[[ Text provided, beginning ]]

The reasons that brewers would want to reduce foaming are pretty simple to understand. Foaming during wort boiling is one of the contributors affecting hop utilization. When foaming is reduced in the kettle, hop utilization tends to increase. This is because iso-alpha acids and alpha acids partition into foam, and when the foam sticks high on the kettle wall there is a loss of these compounds. Also, foaming during boiling can be dangerous if a kettle over-boils. Anti-foams used in the brewhouse are typically added as the kettle is heated so that the anti-foam mixes with the beer, and they work by decreasing wort surface tension.
A more common application of anti-foams is during fermentation. Foaming during fermentation is an expensive phenomenon and commercial brewers regularly use fermentation vessels with considerable headspace above the beer level to accommodate foam. One way to brew more beer is to fill the fermenters to a higher level. If this is done without the aid of anti-foam, the fermenter will blow foam and beer from the top of the tank. This makes a mess and results in beer loss. Add a little anti-foam, usually around one milliliter of anti-foam per 20 liters of beer, and this problem largely goes away.

[[ Text provided, end ]]
[[ Available data, beginning ]]

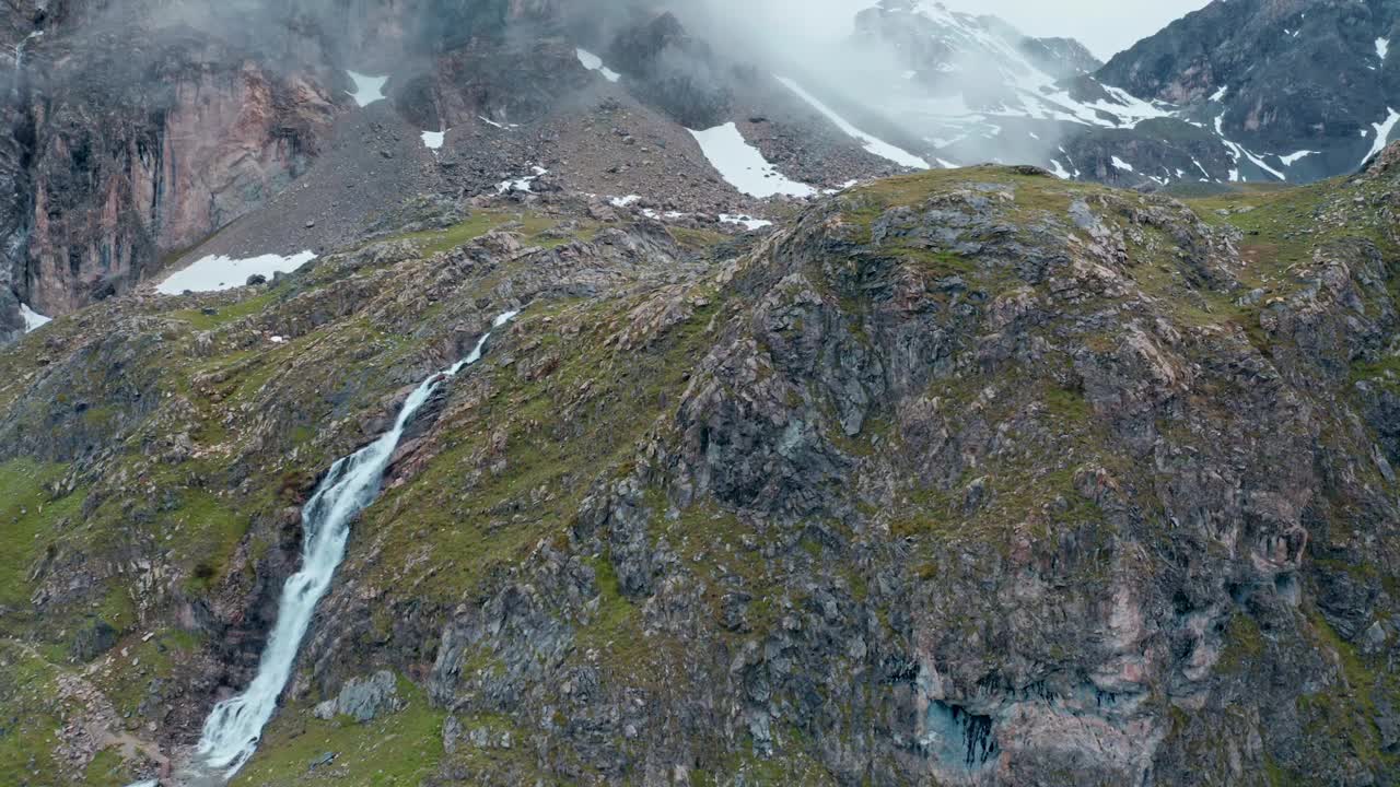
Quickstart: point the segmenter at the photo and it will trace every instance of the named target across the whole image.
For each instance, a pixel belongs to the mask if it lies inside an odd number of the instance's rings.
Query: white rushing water
[[[505,325],[517,314],[508,311],[497,316],[491,328]],[[330,588],[336,567],[344,557],[350,521],[379,494],[384,471],[399,445],[403,429],[444,379],[482,358],[490,336],[490,333],[482,336],[476,349],[452,367],[424,379],[403,402],[393,429],[330,466],[330,472],[301,511],[305,531],[301,570],[288,577],[283,585],[277,623],[263,648],[258,675],[244,693],[216,704],[209,713],[192,765],[195,772],[192,776],[231,779],[258,749],[263,727],[277,710],[277,697],[291,678],[297,651],[311,626],[316,602]]]

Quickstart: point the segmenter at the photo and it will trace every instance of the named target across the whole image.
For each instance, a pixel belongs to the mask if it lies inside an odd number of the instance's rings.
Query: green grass
[[[546,232],[559,225],[559,220],[532,211],[511,213],[505,210],[477,210],[466,221],[448,227],[447,230],[426,230],[409,232],[392,239],[412,241],[419,245],[424,255],[435,255],[466,245],[493,230],[508,228],[525,237],[526,245],[553,248],[563,245],[573,238],[591,239],[596,231],[592,223],[581,224],[573,237],[545,237]]]
[[[55,499],[48,486],[63,478],[63,465],[13,459],[0,465],[0,606],[27,608],[34,588],[28,577],[35,562],[59,536],[60,522],[74,525],[83,510],[83,490]],[[6,615],[0,615],[6,618]],[[0,630],[4,626],[0,625]]]
[[[293,787],[332,783],[340,787],[410,787],[430,777],[442,759],[442,720],[412,682],[399,679],[406,707],[358,724],[349,717],[322,721],[307,703],[283,707],[267,727],[258,753],[232,787]],[[330,765],[308,766],[325,753]]]
[[[248,290],[234,290],[235,294],[246,294]],[[214,309],[214,314],[204,314],[202,308],[190,308],[171,312],[171,318],[188,322],[195,330],[213,330],[224,325],[237,322],[245,316],[252,316],[260,314],[277,298],[276,291],[260,293],[249,298],[242,298],[234,301],[228,305],[220,305],[223,298],[210,304],[209,308]]]
[[[7,784],[64,784],[53,759],[60,728],[57,669],[0,640],[0,779]]]

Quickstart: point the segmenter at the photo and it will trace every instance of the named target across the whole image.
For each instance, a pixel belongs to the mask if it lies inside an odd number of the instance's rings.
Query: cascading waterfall
[[[517,314],[519,312],[501,314],[491,328],[505,325]],[[241,695],[216,704],[209,713],[190,765],[192,779],[227,781],[252,758],[263,727],[277,710],[277,697],[291,678],[297,651],[311,626],[316,602],[330,588],[336,567],[344,557],[350,520],[378,497],[384,471],[413,416],[444,379],[482,358],[490,336],[482,336],[476,349],[452,367],[424,379],[403,402],[393,429],[330,466],[301,511],[305,531],[301,570],[283,585],[277,623],[258,662],[258,675]]]

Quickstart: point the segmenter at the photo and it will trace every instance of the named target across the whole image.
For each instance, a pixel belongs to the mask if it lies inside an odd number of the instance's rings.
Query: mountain
[[[1113,57],[1099,78],[1201,122],[1289,179],[1357,169],[1400,108],[1400,8],[1380,0],[1212,3]]]
[[[538,197],[0,353],[8,781],[199,783],[367,445],[234,784],[1396,780],[1400,146]]]
[[[11,8],[0,783],[1400,781],[1400,143],[1200,84],[1294,6]]]

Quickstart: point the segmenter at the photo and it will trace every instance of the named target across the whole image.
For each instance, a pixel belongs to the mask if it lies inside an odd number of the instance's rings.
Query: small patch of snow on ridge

[[ Available data, end ]]

### What needs to be done
Continue the text on anti-foams in brewing from where it stops.

### Task answer
Foam reduction during fermentation does more than simply allowing the fermenter to be filled to a higher level without causing a messy blow over. Hop utilization is increased, the loss of foam-positive proteins is reduced and the loss of trub to surfaces is decreased. Because of these factors, if anti-foams are used, the brewer will probably want to decrease the hopping rate to balance the increase in utilization that is expected.
The reported reduction in foam-positive proteins is exciting for foam lovers. Contrary to what one may assume about using anti-foams, they are known to actually improve the foam in the finished beer. Obviously the anti-foam must be removed from the beer before packaging and settling and filtration are two methods used to remove the anti-foam. Commercial brewers usually filter their beers, but anti-foam removal can be performed without requiring longer aging times. At home I would follow the manufacturers recommendations with respect to gravity removal and not try to shave days off the settling time specified.
This is all sounding pretty good. No foam blowing out of the fermenter, improved hop utilization and improved foam stability! It makes you wonder why all brewers do not use anti-foams. I think one potential downside to anti-foams is an increase in so-called braun hefe trub in the fermenting beer. This is the darkly colored schmoo that sticks to the wall of the fermenter when foam is allowed to form during fermentation. When the foam collapses as fermentation wanes this stuff is partially removed because it sticks to the side of the tank.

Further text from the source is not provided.